Supplied material section start

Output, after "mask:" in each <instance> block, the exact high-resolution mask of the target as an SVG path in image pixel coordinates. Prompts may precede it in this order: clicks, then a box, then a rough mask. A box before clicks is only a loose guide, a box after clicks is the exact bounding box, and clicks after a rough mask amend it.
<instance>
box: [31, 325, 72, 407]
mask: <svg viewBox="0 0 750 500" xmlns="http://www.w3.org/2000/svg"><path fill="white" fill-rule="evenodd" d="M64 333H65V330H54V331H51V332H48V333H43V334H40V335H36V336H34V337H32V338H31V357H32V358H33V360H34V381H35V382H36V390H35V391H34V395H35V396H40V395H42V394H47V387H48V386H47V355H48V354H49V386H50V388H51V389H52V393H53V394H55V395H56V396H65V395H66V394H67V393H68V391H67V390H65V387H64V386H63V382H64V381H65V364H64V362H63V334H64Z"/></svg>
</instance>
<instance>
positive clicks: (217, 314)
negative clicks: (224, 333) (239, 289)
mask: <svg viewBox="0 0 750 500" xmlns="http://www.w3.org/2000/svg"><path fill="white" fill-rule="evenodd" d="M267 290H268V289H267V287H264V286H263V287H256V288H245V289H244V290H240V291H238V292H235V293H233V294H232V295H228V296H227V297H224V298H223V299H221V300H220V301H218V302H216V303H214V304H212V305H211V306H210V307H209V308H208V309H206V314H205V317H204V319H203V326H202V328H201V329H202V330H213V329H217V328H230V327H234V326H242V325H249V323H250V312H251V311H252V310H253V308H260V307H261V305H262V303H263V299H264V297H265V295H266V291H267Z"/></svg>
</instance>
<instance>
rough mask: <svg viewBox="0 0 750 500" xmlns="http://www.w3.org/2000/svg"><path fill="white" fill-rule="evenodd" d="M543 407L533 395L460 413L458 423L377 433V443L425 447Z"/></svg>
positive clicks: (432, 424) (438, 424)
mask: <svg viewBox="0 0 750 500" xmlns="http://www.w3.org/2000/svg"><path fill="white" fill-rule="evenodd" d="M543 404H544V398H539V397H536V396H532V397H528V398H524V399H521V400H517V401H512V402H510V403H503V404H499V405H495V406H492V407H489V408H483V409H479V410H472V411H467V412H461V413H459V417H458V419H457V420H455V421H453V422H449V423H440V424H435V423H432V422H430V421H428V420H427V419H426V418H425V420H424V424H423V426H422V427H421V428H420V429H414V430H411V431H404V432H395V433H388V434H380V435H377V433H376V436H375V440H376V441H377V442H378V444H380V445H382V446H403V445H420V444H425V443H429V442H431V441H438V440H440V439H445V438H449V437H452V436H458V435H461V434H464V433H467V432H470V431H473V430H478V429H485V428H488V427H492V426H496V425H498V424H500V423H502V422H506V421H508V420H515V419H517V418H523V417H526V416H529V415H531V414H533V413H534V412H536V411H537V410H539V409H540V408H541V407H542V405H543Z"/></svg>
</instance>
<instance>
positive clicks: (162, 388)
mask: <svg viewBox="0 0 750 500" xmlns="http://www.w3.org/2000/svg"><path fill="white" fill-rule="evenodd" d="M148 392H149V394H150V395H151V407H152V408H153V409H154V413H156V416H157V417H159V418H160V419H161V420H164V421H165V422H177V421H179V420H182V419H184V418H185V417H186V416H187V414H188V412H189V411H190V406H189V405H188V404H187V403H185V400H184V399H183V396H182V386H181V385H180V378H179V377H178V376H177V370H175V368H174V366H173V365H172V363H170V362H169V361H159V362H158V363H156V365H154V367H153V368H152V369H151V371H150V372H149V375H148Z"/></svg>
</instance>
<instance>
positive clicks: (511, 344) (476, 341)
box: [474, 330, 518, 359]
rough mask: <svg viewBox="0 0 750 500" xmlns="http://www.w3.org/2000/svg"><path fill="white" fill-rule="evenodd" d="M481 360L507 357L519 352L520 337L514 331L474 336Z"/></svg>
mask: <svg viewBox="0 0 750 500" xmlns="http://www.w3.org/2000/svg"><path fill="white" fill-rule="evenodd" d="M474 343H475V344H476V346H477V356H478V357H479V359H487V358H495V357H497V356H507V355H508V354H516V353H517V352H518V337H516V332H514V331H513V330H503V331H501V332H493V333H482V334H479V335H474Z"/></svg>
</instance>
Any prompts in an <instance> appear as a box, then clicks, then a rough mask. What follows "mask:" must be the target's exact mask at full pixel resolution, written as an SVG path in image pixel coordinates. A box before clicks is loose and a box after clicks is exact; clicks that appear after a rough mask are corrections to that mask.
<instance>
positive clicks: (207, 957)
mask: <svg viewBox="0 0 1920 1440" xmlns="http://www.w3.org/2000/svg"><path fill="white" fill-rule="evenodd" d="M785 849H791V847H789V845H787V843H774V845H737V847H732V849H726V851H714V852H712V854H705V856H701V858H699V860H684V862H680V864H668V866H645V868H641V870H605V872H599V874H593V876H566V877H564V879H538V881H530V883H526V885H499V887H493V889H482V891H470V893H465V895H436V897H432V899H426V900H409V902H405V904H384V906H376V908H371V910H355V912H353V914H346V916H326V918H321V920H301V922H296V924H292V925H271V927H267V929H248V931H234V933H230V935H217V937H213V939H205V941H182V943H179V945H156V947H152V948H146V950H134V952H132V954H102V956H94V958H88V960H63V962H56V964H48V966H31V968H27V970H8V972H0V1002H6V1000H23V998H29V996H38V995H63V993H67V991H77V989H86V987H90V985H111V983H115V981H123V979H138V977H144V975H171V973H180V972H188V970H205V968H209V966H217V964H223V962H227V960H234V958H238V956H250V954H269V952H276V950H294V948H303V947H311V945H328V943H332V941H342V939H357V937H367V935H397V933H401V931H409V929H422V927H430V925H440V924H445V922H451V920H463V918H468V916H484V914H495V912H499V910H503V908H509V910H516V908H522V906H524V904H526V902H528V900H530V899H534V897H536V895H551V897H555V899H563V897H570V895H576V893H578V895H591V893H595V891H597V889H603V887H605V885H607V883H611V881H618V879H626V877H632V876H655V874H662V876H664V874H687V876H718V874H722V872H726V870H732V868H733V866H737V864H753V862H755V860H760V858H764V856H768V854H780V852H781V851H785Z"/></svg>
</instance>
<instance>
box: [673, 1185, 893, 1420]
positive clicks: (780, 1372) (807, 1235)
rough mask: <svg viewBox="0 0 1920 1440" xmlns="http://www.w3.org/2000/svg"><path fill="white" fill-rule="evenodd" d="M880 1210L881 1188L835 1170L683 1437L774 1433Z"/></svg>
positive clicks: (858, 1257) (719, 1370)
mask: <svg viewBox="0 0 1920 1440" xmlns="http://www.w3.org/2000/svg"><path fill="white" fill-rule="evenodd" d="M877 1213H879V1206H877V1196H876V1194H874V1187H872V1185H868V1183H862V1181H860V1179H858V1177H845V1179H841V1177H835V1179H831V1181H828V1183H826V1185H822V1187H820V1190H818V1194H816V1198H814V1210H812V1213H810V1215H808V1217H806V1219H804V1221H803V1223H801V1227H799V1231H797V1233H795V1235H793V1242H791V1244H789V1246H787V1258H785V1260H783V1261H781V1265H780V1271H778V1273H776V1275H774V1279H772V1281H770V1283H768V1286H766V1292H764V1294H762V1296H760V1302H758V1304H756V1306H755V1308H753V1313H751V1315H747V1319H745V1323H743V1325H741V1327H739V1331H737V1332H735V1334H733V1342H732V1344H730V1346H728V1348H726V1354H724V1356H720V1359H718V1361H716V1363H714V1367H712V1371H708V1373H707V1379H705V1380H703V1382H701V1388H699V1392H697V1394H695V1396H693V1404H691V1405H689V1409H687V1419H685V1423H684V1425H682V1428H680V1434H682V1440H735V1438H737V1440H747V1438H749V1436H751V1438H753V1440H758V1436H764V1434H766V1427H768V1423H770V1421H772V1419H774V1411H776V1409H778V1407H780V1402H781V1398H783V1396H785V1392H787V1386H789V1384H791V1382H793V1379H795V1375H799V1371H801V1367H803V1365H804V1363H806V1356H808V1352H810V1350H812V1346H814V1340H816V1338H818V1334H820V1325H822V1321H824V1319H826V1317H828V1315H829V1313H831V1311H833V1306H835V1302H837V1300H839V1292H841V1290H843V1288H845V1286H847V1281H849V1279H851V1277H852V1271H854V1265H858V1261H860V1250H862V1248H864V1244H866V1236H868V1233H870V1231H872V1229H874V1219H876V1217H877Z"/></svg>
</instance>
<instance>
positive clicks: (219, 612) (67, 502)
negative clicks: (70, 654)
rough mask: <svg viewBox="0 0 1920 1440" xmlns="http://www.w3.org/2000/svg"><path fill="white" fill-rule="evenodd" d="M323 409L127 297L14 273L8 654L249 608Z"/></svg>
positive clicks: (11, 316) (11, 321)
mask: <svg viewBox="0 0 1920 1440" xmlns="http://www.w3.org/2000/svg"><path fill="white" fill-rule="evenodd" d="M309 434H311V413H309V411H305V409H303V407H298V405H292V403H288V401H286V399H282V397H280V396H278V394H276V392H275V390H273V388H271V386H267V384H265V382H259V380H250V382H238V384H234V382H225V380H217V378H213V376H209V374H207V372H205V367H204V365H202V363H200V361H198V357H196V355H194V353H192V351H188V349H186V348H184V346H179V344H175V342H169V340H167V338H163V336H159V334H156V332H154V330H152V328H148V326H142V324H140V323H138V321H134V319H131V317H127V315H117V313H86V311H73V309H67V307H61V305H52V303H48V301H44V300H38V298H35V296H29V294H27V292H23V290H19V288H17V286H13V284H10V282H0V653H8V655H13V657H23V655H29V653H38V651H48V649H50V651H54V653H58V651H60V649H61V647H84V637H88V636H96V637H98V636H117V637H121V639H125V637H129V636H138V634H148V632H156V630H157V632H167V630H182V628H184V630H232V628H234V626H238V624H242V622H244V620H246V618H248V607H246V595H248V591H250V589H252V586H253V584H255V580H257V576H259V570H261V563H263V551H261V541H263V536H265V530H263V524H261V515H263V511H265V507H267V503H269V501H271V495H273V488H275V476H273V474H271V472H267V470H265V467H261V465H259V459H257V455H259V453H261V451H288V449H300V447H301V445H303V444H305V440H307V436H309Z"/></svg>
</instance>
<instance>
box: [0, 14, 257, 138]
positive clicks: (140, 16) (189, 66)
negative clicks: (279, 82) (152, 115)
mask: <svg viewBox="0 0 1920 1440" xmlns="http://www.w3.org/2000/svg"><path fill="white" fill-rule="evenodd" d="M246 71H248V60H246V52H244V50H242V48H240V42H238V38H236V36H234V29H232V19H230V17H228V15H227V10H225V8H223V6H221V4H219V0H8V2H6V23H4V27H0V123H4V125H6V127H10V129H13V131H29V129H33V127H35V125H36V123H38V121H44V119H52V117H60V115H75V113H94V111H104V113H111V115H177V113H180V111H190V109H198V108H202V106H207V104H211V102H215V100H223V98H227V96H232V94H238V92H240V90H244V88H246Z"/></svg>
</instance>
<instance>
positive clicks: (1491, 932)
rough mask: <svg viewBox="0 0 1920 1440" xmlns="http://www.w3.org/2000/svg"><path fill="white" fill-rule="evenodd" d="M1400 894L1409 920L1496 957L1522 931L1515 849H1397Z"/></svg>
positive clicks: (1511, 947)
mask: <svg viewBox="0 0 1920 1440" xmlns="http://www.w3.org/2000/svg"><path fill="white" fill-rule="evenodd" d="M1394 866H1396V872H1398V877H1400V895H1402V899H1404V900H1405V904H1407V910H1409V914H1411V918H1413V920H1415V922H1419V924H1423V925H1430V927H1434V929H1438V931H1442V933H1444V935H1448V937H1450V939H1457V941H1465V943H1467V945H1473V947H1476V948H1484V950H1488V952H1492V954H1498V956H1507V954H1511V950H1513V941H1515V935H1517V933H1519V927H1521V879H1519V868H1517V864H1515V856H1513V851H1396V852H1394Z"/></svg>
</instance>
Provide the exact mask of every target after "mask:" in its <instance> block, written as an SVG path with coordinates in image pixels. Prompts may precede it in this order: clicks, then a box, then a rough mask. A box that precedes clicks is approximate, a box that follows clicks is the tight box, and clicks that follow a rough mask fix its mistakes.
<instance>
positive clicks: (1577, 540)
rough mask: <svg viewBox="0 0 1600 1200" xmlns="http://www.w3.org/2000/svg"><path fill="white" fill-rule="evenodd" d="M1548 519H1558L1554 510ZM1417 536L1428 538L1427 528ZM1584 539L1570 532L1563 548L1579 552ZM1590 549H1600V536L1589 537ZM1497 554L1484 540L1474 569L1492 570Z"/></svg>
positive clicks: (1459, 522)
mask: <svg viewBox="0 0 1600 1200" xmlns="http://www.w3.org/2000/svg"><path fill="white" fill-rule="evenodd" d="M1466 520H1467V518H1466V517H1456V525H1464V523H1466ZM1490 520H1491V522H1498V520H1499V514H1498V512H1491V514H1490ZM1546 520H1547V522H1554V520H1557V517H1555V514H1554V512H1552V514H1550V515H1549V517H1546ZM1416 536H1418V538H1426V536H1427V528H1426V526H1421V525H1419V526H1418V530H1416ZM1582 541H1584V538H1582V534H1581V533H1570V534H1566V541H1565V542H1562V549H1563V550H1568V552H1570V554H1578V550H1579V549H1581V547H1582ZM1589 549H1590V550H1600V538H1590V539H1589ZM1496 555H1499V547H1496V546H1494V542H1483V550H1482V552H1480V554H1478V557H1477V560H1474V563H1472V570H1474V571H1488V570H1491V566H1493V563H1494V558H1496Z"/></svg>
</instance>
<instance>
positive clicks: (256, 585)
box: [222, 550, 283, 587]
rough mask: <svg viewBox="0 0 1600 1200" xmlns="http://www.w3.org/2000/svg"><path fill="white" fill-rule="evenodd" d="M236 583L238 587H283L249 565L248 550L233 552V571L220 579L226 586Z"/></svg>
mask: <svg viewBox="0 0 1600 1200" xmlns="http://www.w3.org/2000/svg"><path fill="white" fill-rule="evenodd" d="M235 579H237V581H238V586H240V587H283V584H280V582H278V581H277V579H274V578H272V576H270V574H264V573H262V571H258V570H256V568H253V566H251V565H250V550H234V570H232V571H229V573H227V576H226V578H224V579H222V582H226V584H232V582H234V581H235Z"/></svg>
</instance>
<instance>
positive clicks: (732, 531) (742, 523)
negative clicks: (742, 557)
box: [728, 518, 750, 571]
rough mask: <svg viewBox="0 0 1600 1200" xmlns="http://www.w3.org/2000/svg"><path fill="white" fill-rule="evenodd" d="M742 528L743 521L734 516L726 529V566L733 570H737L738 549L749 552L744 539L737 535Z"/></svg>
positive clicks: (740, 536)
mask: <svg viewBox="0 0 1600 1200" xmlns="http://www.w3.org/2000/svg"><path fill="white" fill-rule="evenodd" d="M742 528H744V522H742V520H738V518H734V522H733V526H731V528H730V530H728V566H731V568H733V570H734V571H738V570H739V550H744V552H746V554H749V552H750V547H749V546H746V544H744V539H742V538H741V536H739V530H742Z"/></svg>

Supplied material section end

### Directions
Extract the lines from the one containing "528L743 521L734 516L726" through the one containing "positive clicks: (740, 536)" and reproduce them verbatim.

### Exercise answer
rough mask: <svg viewBox="0 0 1600 1200" xmlns="http://www.w3.org/2000/svg"><path fill="white" fill-rule="evenodd" d="M742 528L743 521L734 516L726 529V566L733 570H737L738 549L749 552L744 539L737 535Z"/></svg>
positive clicks: (740, 536)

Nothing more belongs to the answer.